Pointing and labeling entries

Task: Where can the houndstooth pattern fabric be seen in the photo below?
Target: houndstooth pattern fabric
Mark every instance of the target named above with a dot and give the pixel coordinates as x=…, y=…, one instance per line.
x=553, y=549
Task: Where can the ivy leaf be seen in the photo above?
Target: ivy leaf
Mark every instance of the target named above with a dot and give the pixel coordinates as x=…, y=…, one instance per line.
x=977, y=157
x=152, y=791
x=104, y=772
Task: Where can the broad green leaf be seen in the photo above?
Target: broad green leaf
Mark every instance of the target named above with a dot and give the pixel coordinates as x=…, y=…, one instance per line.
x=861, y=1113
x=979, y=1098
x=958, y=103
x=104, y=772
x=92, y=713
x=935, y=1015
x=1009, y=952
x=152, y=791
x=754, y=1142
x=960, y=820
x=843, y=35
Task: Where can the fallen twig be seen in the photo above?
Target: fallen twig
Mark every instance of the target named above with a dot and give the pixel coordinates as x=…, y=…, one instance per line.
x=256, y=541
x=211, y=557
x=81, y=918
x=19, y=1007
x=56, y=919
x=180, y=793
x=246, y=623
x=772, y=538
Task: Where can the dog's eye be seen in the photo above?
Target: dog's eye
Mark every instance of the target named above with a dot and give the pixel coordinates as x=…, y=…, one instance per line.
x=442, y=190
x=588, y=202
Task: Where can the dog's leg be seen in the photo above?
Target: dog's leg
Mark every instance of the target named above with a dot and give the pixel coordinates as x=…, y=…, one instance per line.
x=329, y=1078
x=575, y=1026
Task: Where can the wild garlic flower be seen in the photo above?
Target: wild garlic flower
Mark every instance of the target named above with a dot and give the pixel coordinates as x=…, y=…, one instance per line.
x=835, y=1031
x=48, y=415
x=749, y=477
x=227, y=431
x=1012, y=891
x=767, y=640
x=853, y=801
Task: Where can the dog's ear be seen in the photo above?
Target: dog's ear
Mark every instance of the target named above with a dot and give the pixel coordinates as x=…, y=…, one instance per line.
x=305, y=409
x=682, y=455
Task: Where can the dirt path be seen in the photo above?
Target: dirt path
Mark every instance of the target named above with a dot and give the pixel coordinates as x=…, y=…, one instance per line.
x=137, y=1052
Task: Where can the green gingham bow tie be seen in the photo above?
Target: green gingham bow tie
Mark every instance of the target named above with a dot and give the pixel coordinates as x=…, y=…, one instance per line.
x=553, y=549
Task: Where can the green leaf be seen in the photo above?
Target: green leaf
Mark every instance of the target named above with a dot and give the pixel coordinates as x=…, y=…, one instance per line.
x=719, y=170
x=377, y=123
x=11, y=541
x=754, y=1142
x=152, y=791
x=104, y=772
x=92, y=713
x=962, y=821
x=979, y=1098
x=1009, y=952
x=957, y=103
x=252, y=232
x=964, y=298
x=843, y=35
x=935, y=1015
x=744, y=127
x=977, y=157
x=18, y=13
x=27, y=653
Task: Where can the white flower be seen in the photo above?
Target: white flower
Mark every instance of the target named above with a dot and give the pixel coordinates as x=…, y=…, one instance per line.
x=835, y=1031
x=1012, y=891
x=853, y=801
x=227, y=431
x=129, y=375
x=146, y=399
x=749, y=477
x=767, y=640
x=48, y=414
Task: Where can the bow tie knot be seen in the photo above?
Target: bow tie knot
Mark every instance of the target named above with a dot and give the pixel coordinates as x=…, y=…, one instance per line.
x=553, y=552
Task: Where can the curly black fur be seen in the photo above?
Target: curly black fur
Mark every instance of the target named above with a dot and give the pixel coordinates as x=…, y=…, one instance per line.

### Goal
Copy the rows above word for word.

### Exercise response
Task: Where can the houndstooth pattern fabric be seen in the photo below?
Target: houndstooth pattern fabric
Mark every instance of the target named above with a dot and give the pixel coordinates as x=…, y=…, one instance per line.
x=553, y=549
Task: Where can the ivy leaf be seen in the photo above?
Target: ivy leaf
Mark every instance of the target named above with a dot and give the pixel coordinates as x=…, y=…, one instance per line.
x=977, y=157
x=152, y=791
x=104, y=772
Task: Where can the broad green leaf be seen in the photo above?
Target: broad green leaf
Mark every instance of the target named above with a dot and give the pixel coordinates as x=…, y=…, one instance per line.
x=861, y=1113
x=979, y=1098
x=958, y=103
x=104, y=772
x=92, y=713
x=935, y=1015
x=1009, y=952
x=152, y=791
x=754, y=1142
x=960, y=820
x=843, y=35
Task: Where can the fallen twig be seen in the photo above?
Target: fallen twig
Mark every instance of the target named above with a dot and give the pixel coordinates as x=…, y=…, one instance per line.
x=256, y=541
x=211, y=557
x=81, y=918
x=19, y=1007
x=56, y=919
x=180, y=793
x=246, y=623
x=772, y=538
Task: Where can the dog's eye be seen in the photo above?
Target: dog's eye
Mark every instance of the target named above with a dot and give the pixel coordinates as x=…, y=…, one instance per line.
x=442, y=190
x=588, y=202
Task: Where can the dog's leg be seen in the photo above?
Target: dog's leg
Mark every instance of the target named above with a dot and give the pixel coordinates as x=…, y=…, one instance per line.
x=329, y=1078
x=575, y=1026
Task: Where can the wild garlic flower be seen in the photo above?
Target: wild garlic flower
Mark every instance of the target named above with a dot and give the pixel coordinates as x=…, y=…, one instance per line.
x=835, y=1031
x=48, y=415
x=749, y=477
x=227, y=431
x=1012, y=891
x=767, y=640
x=853, y=801
Task: Where can the dog's ear be seen in the photo above?
Target: dog's ear
Mark every instance of the target named above with a dot and give the pixel coordinates as x=…, y=…, one instance per line.
x=305, y=409
x=682, y=455
Task: Where can the dirt path be seen in the photo above?
Target: dirt path
Mark every instance of the target named above with a dot and give the pixel coordinates as x=…, y=…, one instance per line.
x=137, y=1052
Task: Where can the green gingham bow tie be seen in the photo above?
Target: green gingham bow tie
Mark every instance of the target named above with a dot and give the pixel coordinates as x=…, y=…, one instance per line.
x=553, y=549
Task: Where can the green leaf be seen in the photo above?
Target: green leaf
Mark every instance of the target named above with a dot and give the pixel coordinates as x=…, y=…, one instance per line.
x=719, y=170
x=377, y=123
x=11, y=541
x=754, y=1142
x=152, y=791
x=104, y=772
x=92, y=713
x=962, y=821
x=979, y=1098
x=1009, y=952
x=957, y=103
x=252, y=232
x=964, y=298
x=843, y=35
x=935, y=1015
x=744, y=127
x=977, y=157
x=18, y=13
x=27, y=653
Task: Where can the white flower be seen in the photo above?
Target: white flower
Mark every instance of the target named above with a dot and give the pixel coordinates as x=…, y=…, one instance per line.
x=835, y=1031
x=1012, y=891
x=853, y=801
x=227, y=431
x=129, y=375
x=146, y=399
x=749, y=477
x=767, y=640
x=48, y=414
Task: Where can the bow tie knot be seen in the photo above?
Target: bow tie knot
Mark every instance of the target named above with a dot and give the pixel coordinates as x=…, y=…, one instance per line.
x=553, y=552
Task: Where can the curly black fur be seen in the photo above?
Target: curly black fur
Mark every instance of the target named above with a dot and give the pixel coordinates as x=…, y=…, one instance per line.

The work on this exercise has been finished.